» **Saved entries**:
■ ■ ■ ■ ■
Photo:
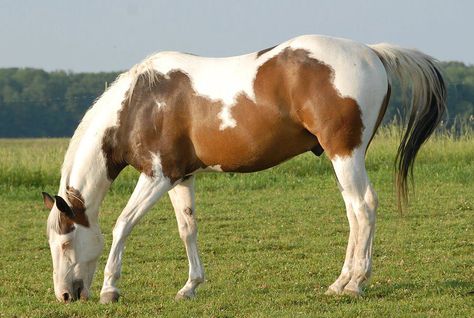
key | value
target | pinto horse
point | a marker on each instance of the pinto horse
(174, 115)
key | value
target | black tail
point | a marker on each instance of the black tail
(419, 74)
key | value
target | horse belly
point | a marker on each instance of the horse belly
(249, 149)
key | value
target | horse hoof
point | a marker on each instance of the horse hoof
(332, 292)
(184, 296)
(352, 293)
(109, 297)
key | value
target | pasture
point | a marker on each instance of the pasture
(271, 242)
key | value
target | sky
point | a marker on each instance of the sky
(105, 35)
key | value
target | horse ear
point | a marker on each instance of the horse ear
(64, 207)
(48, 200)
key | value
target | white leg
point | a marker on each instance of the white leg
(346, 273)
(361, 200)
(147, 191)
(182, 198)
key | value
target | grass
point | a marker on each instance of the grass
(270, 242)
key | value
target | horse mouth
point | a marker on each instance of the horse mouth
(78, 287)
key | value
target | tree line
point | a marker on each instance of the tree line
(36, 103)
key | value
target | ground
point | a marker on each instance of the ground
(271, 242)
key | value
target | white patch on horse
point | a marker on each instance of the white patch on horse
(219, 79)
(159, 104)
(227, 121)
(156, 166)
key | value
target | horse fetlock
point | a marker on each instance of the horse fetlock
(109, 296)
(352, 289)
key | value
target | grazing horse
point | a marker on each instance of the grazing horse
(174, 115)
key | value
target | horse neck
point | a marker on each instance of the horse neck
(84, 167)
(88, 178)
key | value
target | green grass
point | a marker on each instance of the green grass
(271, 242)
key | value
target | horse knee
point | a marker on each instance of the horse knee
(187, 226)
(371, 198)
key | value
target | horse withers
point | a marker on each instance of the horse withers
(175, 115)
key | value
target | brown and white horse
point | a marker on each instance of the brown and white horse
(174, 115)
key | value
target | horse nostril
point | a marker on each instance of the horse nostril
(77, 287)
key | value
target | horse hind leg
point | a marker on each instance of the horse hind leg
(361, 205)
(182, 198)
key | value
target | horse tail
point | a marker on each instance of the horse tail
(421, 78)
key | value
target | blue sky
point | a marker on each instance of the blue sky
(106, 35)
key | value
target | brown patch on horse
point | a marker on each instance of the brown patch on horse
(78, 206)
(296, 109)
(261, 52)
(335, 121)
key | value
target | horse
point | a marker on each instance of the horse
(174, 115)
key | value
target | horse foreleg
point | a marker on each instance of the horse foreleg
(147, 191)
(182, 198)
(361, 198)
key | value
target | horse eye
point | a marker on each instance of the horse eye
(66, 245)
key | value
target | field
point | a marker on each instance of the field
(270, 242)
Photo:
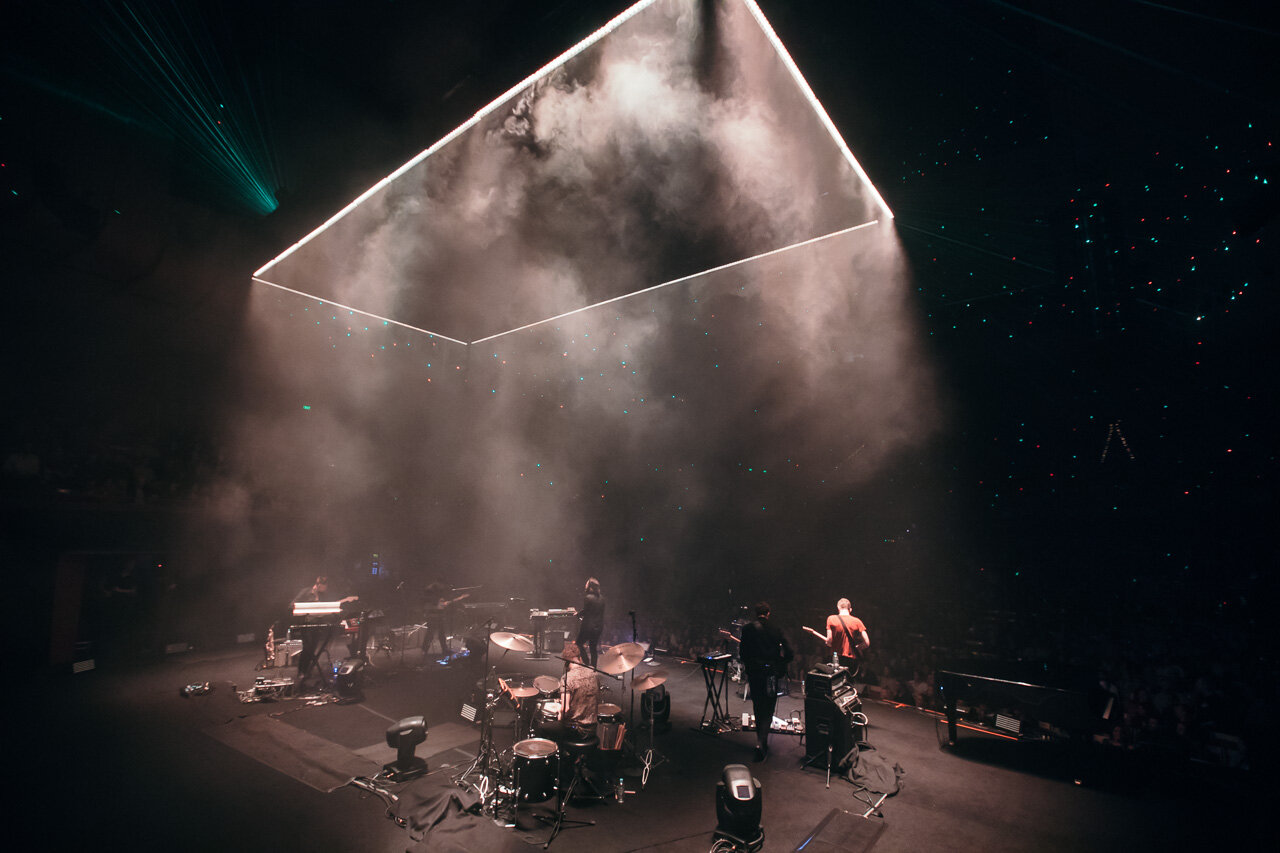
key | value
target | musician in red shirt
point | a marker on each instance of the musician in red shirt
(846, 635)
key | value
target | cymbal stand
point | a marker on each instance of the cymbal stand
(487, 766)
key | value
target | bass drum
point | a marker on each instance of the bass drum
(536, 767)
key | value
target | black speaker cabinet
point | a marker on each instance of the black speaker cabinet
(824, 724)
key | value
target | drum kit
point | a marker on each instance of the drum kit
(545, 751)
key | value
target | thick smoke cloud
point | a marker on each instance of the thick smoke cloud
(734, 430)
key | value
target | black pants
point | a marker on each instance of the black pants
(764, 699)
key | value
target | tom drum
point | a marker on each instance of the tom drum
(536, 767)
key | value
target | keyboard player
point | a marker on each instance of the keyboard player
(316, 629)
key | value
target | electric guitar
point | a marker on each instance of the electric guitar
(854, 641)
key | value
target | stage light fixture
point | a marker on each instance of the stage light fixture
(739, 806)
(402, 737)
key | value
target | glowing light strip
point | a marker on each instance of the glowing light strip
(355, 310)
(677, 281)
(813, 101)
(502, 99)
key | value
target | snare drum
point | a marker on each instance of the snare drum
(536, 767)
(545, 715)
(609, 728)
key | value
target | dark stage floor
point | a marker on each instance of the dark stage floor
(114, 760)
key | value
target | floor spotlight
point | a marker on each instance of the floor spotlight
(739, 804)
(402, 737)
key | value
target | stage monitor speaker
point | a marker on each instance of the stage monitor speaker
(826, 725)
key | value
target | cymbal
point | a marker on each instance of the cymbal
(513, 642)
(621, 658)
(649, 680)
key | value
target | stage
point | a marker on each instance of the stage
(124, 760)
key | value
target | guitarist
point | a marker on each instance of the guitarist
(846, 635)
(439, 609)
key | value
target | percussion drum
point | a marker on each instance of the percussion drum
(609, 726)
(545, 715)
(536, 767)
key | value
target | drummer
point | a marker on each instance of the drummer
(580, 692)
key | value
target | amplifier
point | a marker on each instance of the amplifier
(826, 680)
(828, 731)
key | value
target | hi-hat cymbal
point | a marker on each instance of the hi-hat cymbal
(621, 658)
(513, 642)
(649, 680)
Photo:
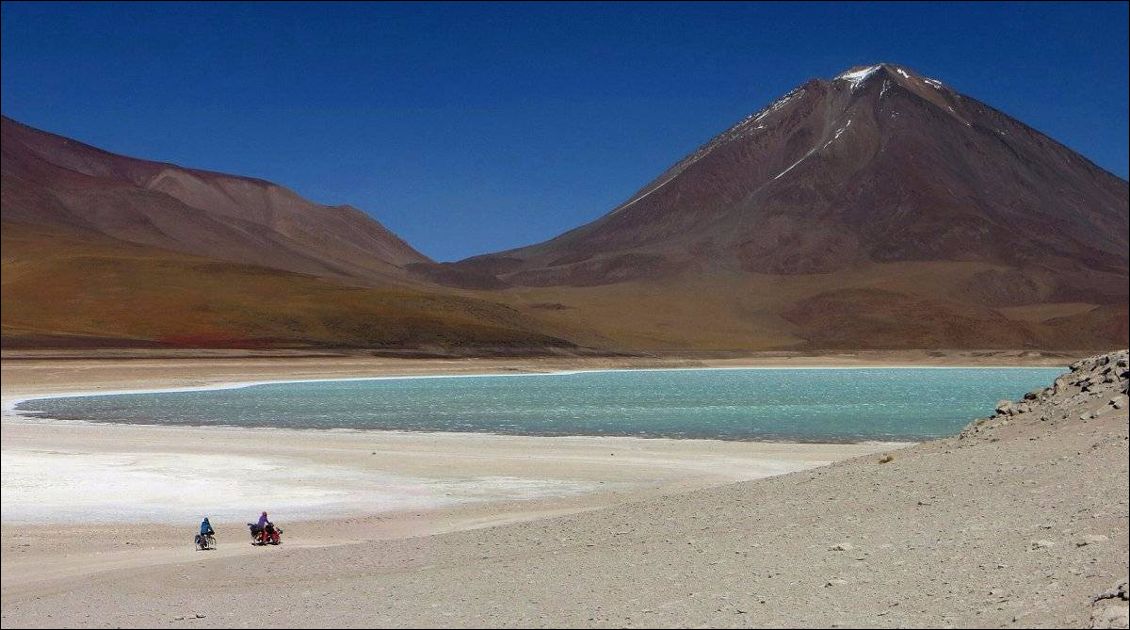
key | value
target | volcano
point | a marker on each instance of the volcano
■ ■ ■ ■ ■
Count the lines in the listing above that contain the string "grass", treating uppercase and lowercase as different. Give only the number.

4